→ **Given request**: Every entry must be echoed exactly.
## start
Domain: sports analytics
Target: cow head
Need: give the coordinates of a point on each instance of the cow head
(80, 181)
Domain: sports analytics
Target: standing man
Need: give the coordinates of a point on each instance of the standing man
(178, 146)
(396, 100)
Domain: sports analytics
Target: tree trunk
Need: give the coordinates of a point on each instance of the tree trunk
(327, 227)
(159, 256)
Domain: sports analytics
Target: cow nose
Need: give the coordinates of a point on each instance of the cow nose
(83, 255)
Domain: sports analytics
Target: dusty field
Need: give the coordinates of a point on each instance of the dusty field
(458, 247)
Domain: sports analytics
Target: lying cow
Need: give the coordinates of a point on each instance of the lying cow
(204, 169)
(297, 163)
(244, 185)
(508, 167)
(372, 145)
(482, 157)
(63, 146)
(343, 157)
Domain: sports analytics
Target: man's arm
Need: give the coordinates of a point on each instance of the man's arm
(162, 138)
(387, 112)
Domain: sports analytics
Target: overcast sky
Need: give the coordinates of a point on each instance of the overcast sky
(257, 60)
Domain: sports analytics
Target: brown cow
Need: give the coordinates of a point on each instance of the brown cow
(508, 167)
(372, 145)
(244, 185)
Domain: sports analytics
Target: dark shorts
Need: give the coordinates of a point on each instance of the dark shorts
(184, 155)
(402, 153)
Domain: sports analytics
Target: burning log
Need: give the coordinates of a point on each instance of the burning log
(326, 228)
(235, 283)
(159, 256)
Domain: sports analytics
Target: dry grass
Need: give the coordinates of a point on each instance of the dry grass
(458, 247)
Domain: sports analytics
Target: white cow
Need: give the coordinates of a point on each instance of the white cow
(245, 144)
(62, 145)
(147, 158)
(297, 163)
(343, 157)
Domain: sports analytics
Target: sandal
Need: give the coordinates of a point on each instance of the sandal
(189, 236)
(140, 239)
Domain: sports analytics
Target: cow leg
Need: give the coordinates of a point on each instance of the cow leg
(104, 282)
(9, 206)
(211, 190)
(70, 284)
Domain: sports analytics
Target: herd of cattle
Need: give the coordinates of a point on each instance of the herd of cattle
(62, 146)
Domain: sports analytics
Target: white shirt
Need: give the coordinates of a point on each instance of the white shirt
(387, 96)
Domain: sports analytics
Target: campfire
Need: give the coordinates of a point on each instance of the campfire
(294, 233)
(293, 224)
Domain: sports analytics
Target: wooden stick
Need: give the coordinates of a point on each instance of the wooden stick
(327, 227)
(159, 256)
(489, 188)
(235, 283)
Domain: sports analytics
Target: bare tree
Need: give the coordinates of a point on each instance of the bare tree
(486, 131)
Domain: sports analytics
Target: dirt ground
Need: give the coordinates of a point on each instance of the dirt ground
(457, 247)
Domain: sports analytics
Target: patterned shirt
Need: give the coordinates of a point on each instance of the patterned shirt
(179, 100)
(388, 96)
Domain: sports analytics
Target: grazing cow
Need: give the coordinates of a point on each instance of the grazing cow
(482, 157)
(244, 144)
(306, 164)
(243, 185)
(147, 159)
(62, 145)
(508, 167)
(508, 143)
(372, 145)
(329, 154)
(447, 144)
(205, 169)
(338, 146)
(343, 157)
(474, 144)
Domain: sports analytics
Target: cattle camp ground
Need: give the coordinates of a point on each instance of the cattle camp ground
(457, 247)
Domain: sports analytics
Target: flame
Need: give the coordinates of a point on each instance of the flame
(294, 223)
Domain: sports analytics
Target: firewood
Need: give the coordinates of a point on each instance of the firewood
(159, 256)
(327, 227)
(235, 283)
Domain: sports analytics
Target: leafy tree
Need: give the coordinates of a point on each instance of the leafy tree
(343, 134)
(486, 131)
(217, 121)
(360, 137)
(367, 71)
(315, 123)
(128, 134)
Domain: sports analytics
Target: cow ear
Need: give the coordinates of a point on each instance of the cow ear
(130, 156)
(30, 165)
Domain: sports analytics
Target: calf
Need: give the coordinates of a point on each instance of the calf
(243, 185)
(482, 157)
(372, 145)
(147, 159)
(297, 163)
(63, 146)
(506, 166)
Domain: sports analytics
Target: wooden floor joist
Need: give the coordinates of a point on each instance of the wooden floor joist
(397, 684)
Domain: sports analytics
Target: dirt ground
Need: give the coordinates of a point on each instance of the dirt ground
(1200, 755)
## end
→ **Exercise answer**:
Domain: sports analytics
Target: cow head
Need: give the coordinates of a point on each instance of the cow head
(80, 181)
Domain: sports analytics
Target: standing man
Need: give the coordinates of a point on each instance of the standing man
(178, 146)
(396, 100)
Domain: sports analytics
Target: tree trunk
Need: give the coordinates of a point on each instance of the tree trunk
(327, 227)
(159, 256)
Domain: sports analytics
Target: cow nose
Need: give the coordinates of a point on each instance of the cow nose
(83, 255)
Domain: sports analytics
Target: dusty field
Need: give the coordinates of a point on each instance of the dusty field
(458, 247)
Domain: sports analytics
Target: lying cow
Need: give the coordinates of a point on each instance of the lying cow
(204, 169)
(297, 163)
(244, 185)
(508, 167)
(372, 145)
(482, 157)
(63, 146)
(343, 157)
Domain: sports analytics
Target: man's arm
Need: give the coordinates of a point on each instance of the man's arm
(162, 138)
(387, 112)
Domain: sports analytics
Target: overcast sky
Need: give the coordinates of a point on each instance of the overcast sky
(257, 60)
Domain: sports analytics
Target: brown cow
Need: give the coordinates of a point on each instance of the brown cow
(508, 167)
(372, 145)
(244, 185)
Domain: sports analytics
Target: dark shorts
Need: give the coordinates of a point on each instance of the dark shorts
(184, 155)
(402, 153)
Domain: sports analytics
Target: burning log
Need: give the coordinates of a point on each instance of the burning log
(326, 228)
(235, 283)
(159, 256)
Domain: sports analytics
Target: dry grass
Need: give the coordinates of a point on each instance of the dry grass
(458, 247)
Domain: sports analytics
Target: white cow
Need: give the coordinates of a point on each instance of the white cow
(245, 144)
(62, 145)
(147, 158)
(297, 163)
(343, 157)
Domain: sports analytics
Target: sandal
Need: give the coordinates of a point on each instance of the sandal
(189, 236)
(140, 239)
Domain: sports analytics
Target: cow leg
Need: give the coordinates of a point on each instance of the cow leg
(104, 282)
(9, 206)
(211, 190)
(70, 284)
Domain: sports analytics
Target: herd of cattle
Need: give the coordinates of a point on each instance of the herd of cattle
(62, 146)
Domain: sports analytics
Target: white shirt
Need: give the coordinates of a point on each instance of the white shirt
(387, 96)
Domain: sports analytics
Target: campfire
Need: give the coordinates of a point on each instance of the campfire
(294, 233)
(293, 224)
Domain: sports analytics
Target: wooden stick
Need: give the coordinates of a point on each instance of the wooden stick
(327, 227)
(159, 256)
(489, 188)
(235, 283)
Domain: sports analytics
Target: bare tree
Need: give the coordinates of a point on each instance of the bare tree
(486, 131)
Domain: sports analytics
Target: dirt ground
Need: give the coordinates of a point on each instance of the dirt ground
(457, 247)
Domain: sports analytics
Target: patterned shirt
Need: give the coordinates of a point on each instance of the patterned shirt
(179, 100)
(388, 96)
Domain: sports analytics
Target: grazing cow
Need: give the coordinates of a point on each instance of the grazing cow
(482, 157)
(244, 144)
(306, 164)
(243, 185)
(147, 159)
(62, 145)
(508, 167)
(508, 143)
(372, 145)
(329, 154)
(447, 144)
(205, 169)
(338, 146)
(343, 157)
(474, 144)
Domain: sports analytics
Target: cattle camp ground
Need: give the coordinates of a point on each instance of the cattle camp ground
(457, 247)
Domain: sports analytics
Target: flame
Need: give the coordinates of a point on each instance of the flame
(294, 223)
Domain: sports analytics
Target: firewood
Need: give the coordinates of a point on each instance of the firewood
(159, 256)
(327, 227)
(235, 283)
Domain: sports analytics
Target: leafy tree
Need: give the coordinates of a point on each instance of the leafy tree
(343, 134)
(486, 131)
(217, 121)
(360, 137)
(367, 71)
(315, 123)
(128, 134)
Domain: sports analytics
Target: cow ear
Need: give the coordinates of a point on each instance of the cow ear
(130, 156)
(30, 165)
Domain: sports analytics
Target: calf
Need: give the coordinates of a point on each instance of the calf
(243, 185)
(482, 157)
(372, 145)
(147, 159)
(297, 163)
(63, 146)
(506, 166)
Domain: sports analytics
Target: wooden floor joist
Need: give the coordinates of a point on each instance of the wooden floor joist
(397, 684)
Domain: sports analytics
Target: dirt ground
Need: give the coordinates of a point on each instance of the dirt ground
(1200, 755)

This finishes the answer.